ACTIVITY →
Beginning at the line that mentions "The automated pipeline tagged spiral", retype the rest of the records below exactly. Pictures are not part of the copy.

EXERCISE DATA →
------------------------------------------------------------
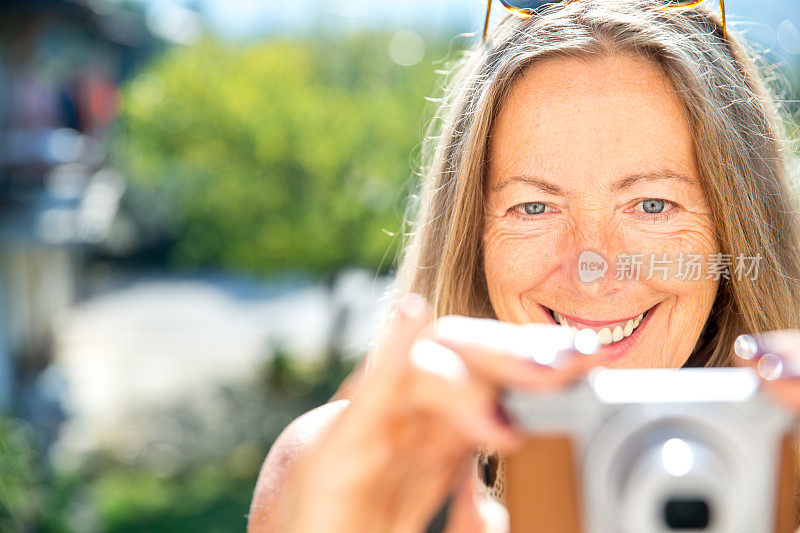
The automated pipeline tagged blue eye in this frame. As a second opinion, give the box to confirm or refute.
[631,198,679,221]
[521,202,546,215]
[641,199,665,214]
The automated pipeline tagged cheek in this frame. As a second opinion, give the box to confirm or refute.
[482,219,561,301]
[646,275,719,315]
[622,213,717,256]
[621,212,719,286]
[632,214,720,342]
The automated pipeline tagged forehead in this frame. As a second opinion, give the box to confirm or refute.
[487,53,698,190]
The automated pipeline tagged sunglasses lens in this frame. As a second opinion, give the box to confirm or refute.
[498,0,563,13]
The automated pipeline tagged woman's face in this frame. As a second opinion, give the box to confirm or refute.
[483,53,719,368]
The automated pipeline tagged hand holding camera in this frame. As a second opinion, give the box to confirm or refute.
[497,328,800,533]
[280,295,800,533]
[282,294,606,533]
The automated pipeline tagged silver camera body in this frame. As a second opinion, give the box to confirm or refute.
[502,367,799,533]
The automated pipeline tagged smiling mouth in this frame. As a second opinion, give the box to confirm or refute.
[543,305,654,346]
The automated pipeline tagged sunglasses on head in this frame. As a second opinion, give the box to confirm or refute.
[483,0,726,42]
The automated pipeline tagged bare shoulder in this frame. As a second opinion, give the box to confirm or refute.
[247,399,350,533]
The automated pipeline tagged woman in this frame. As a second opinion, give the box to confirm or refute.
[249,0,800,531]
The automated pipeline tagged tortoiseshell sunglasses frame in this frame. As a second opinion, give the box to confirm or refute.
[482,0,726,42]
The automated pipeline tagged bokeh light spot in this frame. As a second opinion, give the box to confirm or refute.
[388,30,425,67]
[777,19,800,55]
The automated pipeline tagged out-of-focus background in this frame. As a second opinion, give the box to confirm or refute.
[0,0,797,531]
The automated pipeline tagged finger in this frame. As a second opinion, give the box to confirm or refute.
[432,316,600,391]
[375,292,433,370]
[406,338,525,453]
[386,443,469,533]
[328,293,433,448]
[354,292,433,404]
[733,330,800,378]
[733,330,800,409]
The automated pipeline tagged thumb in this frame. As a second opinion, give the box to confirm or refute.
[733,330,800,409]
[348,292,432,414]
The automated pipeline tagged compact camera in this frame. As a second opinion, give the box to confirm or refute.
[501,367,800,533]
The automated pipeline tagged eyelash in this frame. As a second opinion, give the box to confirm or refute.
[507,199,681,221]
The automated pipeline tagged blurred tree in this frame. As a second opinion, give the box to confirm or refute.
[117,34,441,275]
[0,417,41,531]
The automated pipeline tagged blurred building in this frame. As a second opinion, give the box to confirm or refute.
[0,0,154,411]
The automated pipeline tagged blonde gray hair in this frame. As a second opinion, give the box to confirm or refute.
[395,0,800,367]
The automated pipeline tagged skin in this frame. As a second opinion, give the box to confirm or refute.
[248,53,800,533]
[484,52,719,368]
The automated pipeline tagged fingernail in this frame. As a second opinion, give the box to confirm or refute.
[756,350,800,381]
[757,353,784,381]
[734,334,758,360]
[398,292,427,319]
[494,402,514,428]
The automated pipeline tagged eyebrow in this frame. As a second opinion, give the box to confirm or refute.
[489,170,697,195]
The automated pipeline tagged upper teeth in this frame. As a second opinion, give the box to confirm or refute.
[553,311,645,346]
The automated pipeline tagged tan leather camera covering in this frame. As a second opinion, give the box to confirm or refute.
[505,431,800,532]
[775,431,799,533]
[504,435,582,533]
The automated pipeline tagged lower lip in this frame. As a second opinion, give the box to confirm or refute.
[543,303,658,363]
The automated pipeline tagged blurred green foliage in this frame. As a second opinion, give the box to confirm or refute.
[92,465,255,533]
[0,417,41,532]
[117,34,442,274]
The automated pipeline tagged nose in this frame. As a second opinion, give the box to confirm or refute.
[564,218,627,299]
[569,248,622,299]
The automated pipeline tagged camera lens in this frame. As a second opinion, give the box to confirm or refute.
[663,498,710,529]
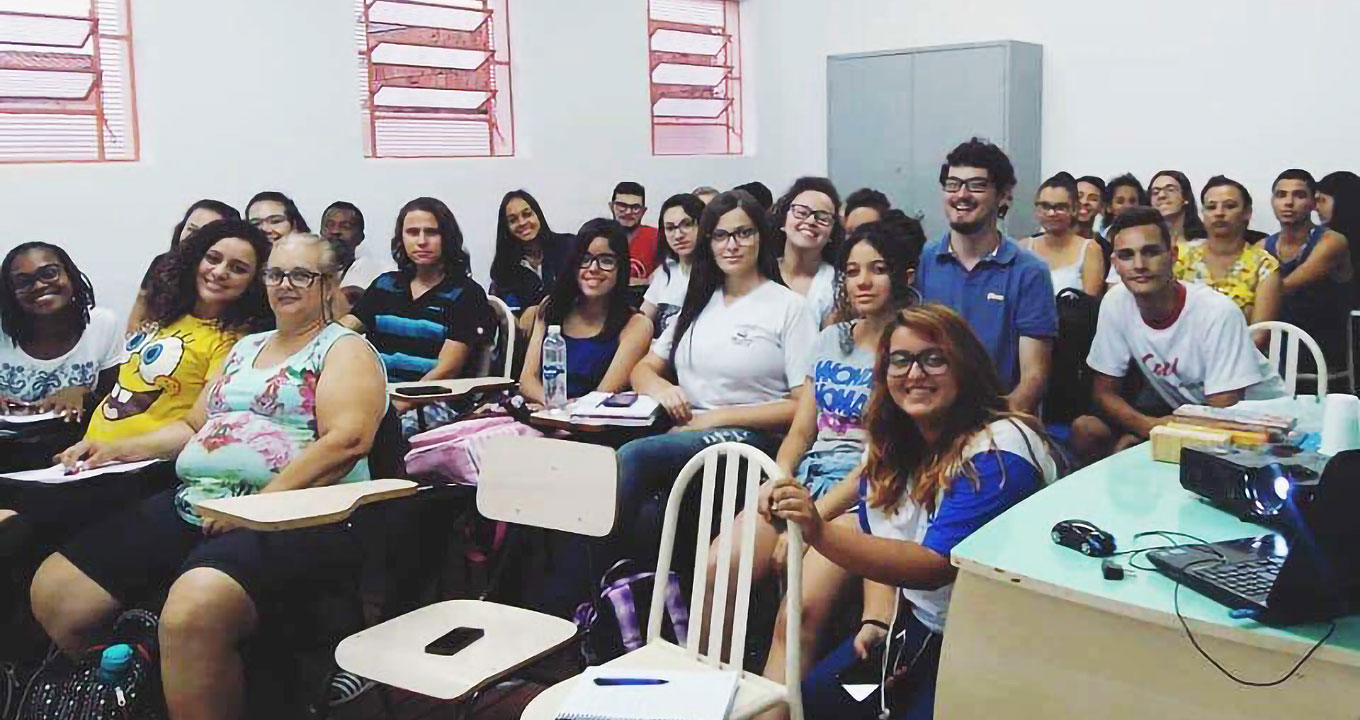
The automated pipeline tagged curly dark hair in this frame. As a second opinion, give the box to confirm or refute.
[773,176,844,263]
[939,137,1017,194]
[146,219,273,333]
[829,219,922,352]
[0,242,96,347]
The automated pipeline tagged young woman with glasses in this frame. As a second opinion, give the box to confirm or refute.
[0,243,120,427]
[774,177,846,326]
[760,304,1058,720]
[641,193,706,338]
[1020,172,1106,296]
[340,197,494,435]
[594,190,818,583]
[1148,170,1208,246]
[518,219,652,405]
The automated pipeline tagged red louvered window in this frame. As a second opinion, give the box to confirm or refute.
[0,0,139,163]
[356,0,515,158]
[648,0,742,156]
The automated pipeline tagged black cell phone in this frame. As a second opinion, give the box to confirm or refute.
[395,385,448,397]
[424,627,484,656]
[602,392,638,408]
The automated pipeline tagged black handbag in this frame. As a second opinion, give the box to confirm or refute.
[16,610,164,720]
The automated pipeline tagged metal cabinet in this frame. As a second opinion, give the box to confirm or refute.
[828,40,1043,240]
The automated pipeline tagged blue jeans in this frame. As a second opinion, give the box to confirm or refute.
[597,428,780,575]
[802,610,942,720]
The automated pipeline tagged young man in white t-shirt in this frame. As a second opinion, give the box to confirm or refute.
[1070,206,1286,461]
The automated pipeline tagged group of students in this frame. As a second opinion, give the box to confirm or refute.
[0,134,1350,720]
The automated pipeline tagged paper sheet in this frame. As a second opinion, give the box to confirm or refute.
[0,410,61,425]
[0,460,161,485]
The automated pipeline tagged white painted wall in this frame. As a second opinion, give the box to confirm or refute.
[0,0,776,321]
[760,0,1360,231]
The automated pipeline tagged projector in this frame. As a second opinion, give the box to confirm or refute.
[1180,446,1328,523]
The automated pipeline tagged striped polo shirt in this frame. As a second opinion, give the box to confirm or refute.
[351,270,494,382]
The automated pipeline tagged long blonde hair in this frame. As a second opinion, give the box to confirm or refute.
[863,304,1044,514]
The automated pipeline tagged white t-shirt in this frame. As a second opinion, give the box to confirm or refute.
[0,307,123,404]
[643,260,690,338]
[651,280,818,411]
[804,262,837,325]
[341,242,397,292]
[1087,282,1286,408]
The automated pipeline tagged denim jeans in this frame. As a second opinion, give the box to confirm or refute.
[802,609,942,720]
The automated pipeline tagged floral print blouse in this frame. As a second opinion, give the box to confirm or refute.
[173,324,381,525]
[1174,241,1279,316]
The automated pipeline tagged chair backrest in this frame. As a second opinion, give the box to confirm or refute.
[650,442,804,720]
[478,295,517,378]
[1250,320,1328,397]
[476,436,617,536]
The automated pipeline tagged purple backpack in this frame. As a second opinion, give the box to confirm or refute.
[574,560,690,664]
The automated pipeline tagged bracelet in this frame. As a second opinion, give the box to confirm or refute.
[860,619,890,632]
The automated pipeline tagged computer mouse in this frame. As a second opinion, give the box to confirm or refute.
[1051,519,1116,557]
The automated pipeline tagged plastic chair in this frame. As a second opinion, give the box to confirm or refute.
[1250,321,1330,398]
[522,442,805,720]
[478,295,517,378]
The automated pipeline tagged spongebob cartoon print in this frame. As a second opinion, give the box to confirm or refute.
[83,315,239,442]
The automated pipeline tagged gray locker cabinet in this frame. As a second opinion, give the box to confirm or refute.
[828,40,1043,241]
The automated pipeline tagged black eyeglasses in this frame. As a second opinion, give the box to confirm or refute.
[941,177,992,194]
[579,253,619,271]
[613,202,644,214]
[664,218,696,235]
[886,348,950,377]
[10,264,62,292]
[711,226,760,246]
[789,203,835,227]
[1036,202,1073,215]
[262,267,325,288]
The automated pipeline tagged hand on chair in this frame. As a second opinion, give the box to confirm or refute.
[769,476,822,546]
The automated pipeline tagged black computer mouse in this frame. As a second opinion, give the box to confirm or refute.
[1051,519,1116,557]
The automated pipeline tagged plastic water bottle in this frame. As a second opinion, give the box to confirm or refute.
[98,644,133,684]
[543,325,568,410]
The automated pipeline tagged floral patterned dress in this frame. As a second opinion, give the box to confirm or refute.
[1174,241,1279,317]
[173,324,381,524]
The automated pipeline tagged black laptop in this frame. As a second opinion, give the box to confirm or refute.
[1148,450,1360,626]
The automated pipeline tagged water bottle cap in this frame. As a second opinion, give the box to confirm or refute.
[548,325,561,334]
[101,643,134,670]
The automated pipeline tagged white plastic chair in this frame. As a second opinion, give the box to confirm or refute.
[1250,320,1330,398]
[479,295,516,378]
[523,442,805,720]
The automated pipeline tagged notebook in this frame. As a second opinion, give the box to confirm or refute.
[570,392,661,421]
[555,668,741,720]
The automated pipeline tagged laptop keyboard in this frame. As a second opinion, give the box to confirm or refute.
[1191,556,1285,603]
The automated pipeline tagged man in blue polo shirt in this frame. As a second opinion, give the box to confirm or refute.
[915,138,1057,414]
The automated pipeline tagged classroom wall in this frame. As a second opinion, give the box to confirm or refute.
[760,0,1360,226]
[0,0,777,322]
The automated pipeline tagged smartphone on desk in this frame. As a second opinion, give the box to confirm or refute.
[424,627,485,656]
[601,392,639,408]
[395,385,449,398]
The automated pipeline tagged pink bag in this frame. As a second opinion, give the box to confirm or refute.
[403,415,543,486]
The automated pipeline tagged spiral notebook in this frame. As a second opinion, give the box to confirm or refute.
[555,668,740,720]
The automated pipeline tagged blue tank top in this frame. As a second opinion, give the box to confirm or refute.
[563,330,620,399]
[1265,226,1350,368]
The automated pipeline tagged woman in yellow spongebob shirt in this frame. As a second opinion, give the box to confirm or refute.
[84,221,273,442]
[0,221,271,616]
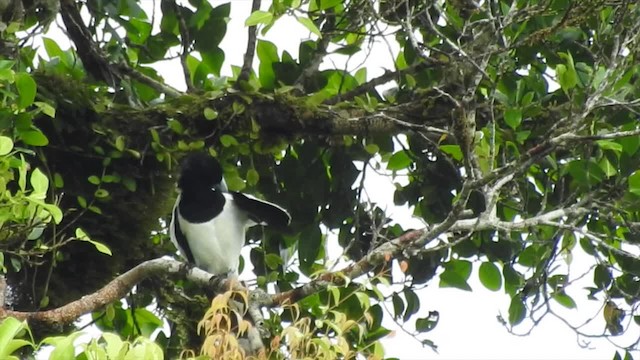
------------------------------------------------------------
RESPONSE BELOW →
The automated pipeline tagged spiral notebook in this frame. As a second opinion, give the box to confirm or refute.
[555,668,740,720]
The automated pipeline tagged blue tank top in this frame. As a second opinion, give the box to confirm or refute.
[563,330,620,399]
[1265,226,1350,368]
The automated pipeline tagged woman in yellow spongebob shirt in this frame. As a second opinion, give the box to confirm or refute.
[84,221,273,442]
[0,221,271,616]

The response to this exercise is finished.